- Your task -
When you reach a picture, leave it out; output everything else in the records exactly.

- Data -
BEGIN

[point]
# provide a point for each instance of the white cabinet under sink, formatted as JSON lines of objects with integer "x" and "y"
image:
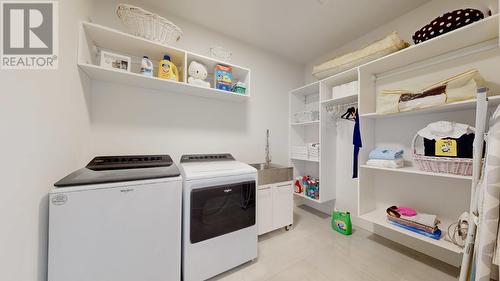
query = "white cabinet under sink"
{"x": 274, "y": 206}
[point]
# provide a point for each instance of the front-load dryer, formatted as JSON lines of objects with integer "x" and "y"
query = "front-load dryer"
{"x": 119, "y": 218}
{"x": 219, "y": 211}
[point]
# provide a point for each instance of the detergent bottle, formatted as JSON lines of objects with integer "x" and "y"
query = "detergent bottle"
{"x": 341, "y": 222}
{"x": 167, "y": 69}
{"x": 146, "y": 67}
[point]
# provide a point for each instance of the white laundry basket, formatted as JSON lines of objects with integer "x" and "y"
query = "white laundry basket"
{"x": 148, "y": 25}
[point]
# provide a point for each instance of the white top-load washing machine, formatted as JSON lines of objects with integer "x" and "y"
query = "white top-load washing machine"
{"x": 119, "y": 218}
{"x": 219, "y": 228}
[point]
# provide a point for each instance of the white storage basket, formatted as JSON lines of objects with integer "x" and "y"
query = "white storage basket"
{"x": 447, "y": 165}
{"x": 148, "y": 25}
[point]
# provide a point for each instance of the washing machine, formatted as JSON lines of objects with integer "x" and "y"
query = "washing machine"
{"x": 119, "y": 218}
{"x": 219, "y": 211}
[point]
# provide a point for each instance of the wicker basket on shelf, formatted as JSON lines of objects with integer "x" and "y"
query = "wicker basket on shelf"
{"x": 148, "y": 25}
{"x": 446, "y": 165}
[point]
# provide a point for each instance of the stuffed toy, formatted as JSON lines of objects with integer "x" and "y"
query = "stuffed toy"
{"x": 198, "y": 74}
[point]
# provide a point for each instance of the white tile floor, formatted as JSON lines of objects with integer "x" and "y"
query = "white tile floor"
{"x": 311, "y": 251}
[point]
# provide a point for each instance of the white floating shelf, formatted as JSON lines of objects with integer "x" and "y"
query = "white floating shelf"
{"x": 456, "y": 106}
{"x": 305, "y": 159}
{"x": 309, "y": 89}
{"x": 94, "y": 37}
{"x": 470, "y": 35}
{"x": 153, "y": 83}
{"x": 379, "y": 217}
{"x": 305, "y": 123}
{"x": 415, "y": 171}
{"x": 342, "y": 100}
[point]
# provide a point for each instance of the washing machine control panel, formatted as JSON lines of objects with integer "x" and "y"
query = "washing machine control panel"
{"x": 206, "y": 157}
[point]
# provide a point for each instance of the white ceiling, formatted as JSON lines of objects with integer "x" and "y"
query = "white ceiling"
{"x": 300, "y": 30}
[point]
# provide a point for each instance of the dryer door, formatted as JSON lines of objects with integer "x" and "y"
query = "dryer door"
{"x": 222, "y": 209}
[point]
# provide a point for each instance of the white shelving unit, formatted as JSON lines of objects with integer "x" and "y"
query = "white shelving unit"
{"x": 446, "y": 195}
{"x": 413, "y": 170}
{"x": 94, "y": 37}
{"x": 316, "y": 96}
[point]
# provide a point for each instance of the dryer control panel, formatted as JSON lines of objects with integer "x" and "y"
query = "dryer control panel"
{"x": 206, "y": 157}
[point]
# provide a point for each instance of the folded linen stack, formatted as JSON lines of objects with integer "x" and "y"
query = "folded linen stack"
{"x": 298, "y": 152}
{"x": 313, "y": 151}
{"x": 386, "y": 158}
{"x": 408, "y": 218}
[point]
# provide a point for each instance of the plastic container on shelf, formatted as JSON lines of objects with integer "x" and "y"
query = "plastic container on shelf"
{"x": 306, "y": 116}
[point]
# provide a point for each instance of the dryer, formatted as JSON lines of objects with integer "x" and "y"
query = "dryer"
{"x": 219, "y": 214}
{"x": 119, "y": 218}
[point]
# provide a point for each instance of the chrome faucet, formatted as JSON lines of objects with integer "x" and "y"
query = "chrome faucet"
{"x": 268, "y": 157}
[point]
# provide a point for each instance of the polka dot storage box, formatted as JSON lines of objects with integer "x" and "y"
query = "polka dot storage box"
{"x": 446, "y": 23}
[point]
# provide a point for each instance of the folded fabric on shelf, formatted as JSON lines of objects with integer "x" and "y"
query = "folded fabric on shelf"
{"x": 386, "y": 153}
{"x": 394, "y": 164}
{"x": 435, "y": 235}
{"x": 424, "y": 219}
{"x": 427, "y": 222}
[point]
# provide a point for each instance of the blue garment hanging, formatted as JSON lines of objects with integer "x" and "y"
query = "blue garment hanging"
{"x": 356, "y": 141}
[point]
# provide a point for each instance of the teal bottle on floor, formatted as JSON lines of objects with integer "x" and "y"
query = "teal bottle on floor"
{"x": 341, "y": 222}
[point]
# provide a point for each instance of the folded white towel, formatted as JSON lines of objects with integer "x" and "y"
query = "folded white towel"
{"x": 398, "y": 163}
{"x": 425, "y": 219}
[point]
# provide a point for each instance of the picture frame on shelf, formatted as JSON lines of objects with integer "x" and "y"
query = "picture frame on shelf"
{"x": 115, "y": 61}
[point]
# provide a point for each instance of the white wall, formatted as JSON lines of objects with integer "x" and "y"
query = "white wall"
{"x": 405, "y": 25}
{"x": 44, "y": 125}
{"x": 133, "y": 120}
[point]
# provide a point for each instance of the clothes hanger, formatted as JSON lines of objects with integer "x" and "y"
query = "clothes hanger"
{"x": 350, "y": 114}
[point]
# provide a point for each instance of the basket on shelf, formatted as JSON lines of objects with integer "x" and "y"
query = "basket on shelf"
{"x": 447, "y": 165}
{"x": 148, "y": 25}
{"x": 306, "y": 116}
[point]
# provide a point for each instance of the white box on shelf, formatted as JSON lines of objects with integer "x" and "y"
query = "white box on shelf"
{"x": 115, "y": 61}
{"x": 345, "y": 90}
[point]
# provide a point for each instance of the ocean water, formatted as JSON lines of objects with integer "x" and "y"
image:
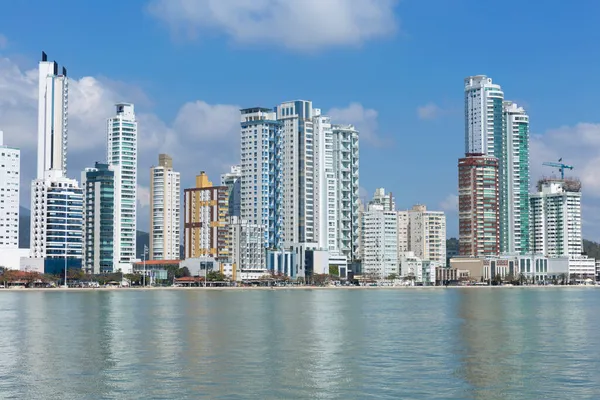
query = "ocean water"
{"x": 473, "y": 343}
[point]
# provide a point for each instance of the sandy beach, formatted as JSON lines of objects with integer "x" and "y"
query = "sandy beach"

END

- Completed task -
[point]
# provide a point for each instance of the white cabinet under sink, formatted as JSON lines of objects with integer "x" and "y"
image:
query = "white cabinet under sink"
{"x": 274, "y": 206}
[point]
# provide a point for each instance of the front-load dryer, formatted as JSON lines of objects with integer "x" and "y"
query = "front-load dryer"
{"x": 119, "y": 218}
{"x": 219, "y": 211}
[point]
# provide a point for each instance of the detergent bottle, formatted as JSON lines of objects with integer "x" and "y"
query = "detergent bottle"
{"x": 341, "y": 222}
{"x": 167, "y": 69}
{"x": 146, "y": 67}
[point]
# provide a point for each instance of the white laundry basket, formatted as JSON lines of objects with integer "x" and "y"
query = "white laundry basket"
{"x": 148, "y": 25}
[point]
# provide a point for each instance of the white top-load washing machine, formatted as JSON lines of objects with integer "x" and "y"
query = "white top-load washing machine"
{"x": 119, "y": 218}
{"x": 219, "y": 228}
[point]
# provide a point for each instance of the white storage basket, formatted as JSON lines of objects with integer "x" and "y"
query = "white storage basket"
{"x": 447, "y": 165}
{"x": 148, "y": 25}
[point]
# provide a point for each instance of the washing machine, formatted as JSON lines of objects with integer "x" and "y"
query = "washing machine"
{"x": 119, "y": 218}
{"x": 219, "y": 211}
[point]
# provide a point for each instance of the wicker basket on shelf, formatted as JSON lines of objects with integer "x" and "y"
query = "wicker basket on shelf"
{"x": 148, "y": 25}
{"x": 446, "y": 165}
[point]
# provide a point for each instance of the stuffed toy, formatted as JSON lines of objects with integer "x" and "y"
query = "stuffed toy"
{"x": 198, "y": 74}
[point]
# provide a point for each instance of the white tile floor, formatted as JSON lines of objects with integer "x" and "y"
query = "white tile floor"
{"x": 311, "y": 251}
[point]
# provide a point for each instance of the white floating shelf, formatted as JSON lines of objects with integer "x" and "y"
query = "white floating shelf"
{"x": 456, "y": 106}
{"x": 305, "y": 159}
{"x": 309, "y": 89}
{"x": 94, "y": 37}
{"x": 470, "y": 35}
{"x": 153, "y": 83}
{"x": 379, "y": 217}
{"x": 305, "y": 123}
{"x": 415, "y": 171}
{"x": 342, "y": 100}
[point]
# provide a point for each instance of the washing machine control panel, formatted as JSON lines of objects with integer "x" and "y"
query = "washing machine control panel"
{"x": 206, "y": 157}
[point]
# provide a point for each instance of the white ceiling, formatted as JSON lines of objects with integer "x" and "y"
query = "white ceiling"
{"x": 300, "y": 30}
[point]
# provide a point for each instance of the dryer door, formatted as JSON lines of objects with integer "x" and "y"
query = "dryer door"
{"x": 222, "y": 209}
[point]
# provide a point for each instance of the white shelving unit, formatted as JSON lines of objects with integer "x" and "y"
query = "white shelving unit"
{"x": 446, "y": 195}
{"x": 413, "y": 170}
{"x": 94, "y": 37}
{"x": 316, "y": 96}
[point]
# provide a point for each instance of the dryer control panel, formatted as JSON lines of objects with integer "x" and "y"
query = "dryer control panel"
{"x": 206, "y": 157}
[point]
# provide a point for each instance of the folded linen stack, formatted as JSON lines of objects with integer "x" and "y"
query = "folded linen stack"
{"x": 298, "y": 152}
{"x": 313, "y": 151}
{"x": 386, "y": 158}
{"x": 408, "y": 218}
[point]
# provide a point for each instance of the plastic container on shelf, formatted as JSON lines of objects with integer "x" and "y"
query = "plastic container on shelf"
{"x": 306, "y": 116}
[point]
# provide a point for each instance of the dryer, formatted as JSON lines of objects with integer "x" and "y"
query = "dryer"
{"x": 219, "y": 214}
{"x": 119, "y": 218}
[point]
# provide a point for each instance of the chrome faucet, formatted as JSON lines of objects with integer "x" and "y"
query = "chrome faucet"
{"x": 268, "y": 157}
[point]
# provide a point for each instance of the polka dot storage box, formatted as JSON lines of objects with integer "x" and "y"
query = "polka dot storage box"
{"x": 446, "y": 23}
[point]
# provide a point for each instance of the folded fabric on shelf, formatted as JSON lines of objects with integer "x" and "y"
query = "folded fabric on shelf"
{"x": 386, "y": 153}
{"x": 394, "y": 164}
{"x": 435, "y": 235}
{"x": 424, "y": 219}
{"x": 427, "y": 222}
[point]
# provide a point for each instance of the blue garment hanging, formatted as JSON lines of objects with integer "x" and "y"
query = "blue garment hanging"
{"x": 356, "y": 141}
[point]
# provide a point for each instance of the teal bottle on floor, formatted as JSON lines of objects with integer "x" and "y"
query = "teal bottle on floor"
{"x": 341, "y": 222}
[point]
# provide a point for each instance of the folded white towel, formatted as JSON lines of objects with integer "x" and "y"
query = "folded white towel"
{"x": 398, "y": 163}
{"x": 425, "y": 219}
[point]
# provide a point for each instance of the picture frame on shelf, formatted as JSON lines of objects with integer "x" and "y"
query = "picture frame on shelf"
{"x": 115, "y": 61}
[point]
# provide a point for each instance of the white wall, formatted as JSON lines of objects with integer "x" and "y"
query = "white wall"
{"x": 405, "y": 25}
{"x": 44, "y": 125}
{"x": 133, "y": 120}
[point]
# provide a point for each instance of the clothes hanger, formatted as JSON lines of objects with integer "x" and "y"
query = "clothes hanger"
{"x": 350, "y": 114}
[point]
# provide a point for each instance of the basket on shelf, formatted as JSON lines of objects with integer "x" and "y"
query = "basket on shelf"
{"x": 447, "y": 165}
{"x": 148, "y": 25}
{"x": 306, "y": 116}
[point]
# provide a point for each instance of the white box on shelf, formatted as JSON lines of objects with integer "x" and "y"
query = "white box on shelf"
{"x": 115, "y": 61}
{"x": 345, "y": 90}
[point]
# provide a point for each instance of the ocean water, formatted as JSON lines of objects with integer "x" and "y"
image:
query = "ocean water"
{"x": 473, "y": 343}
[point]
# provide a point for each instance of the sandy beach, formatted as JSON lines of objects with integer "x" and "y"
query = "sandy beach"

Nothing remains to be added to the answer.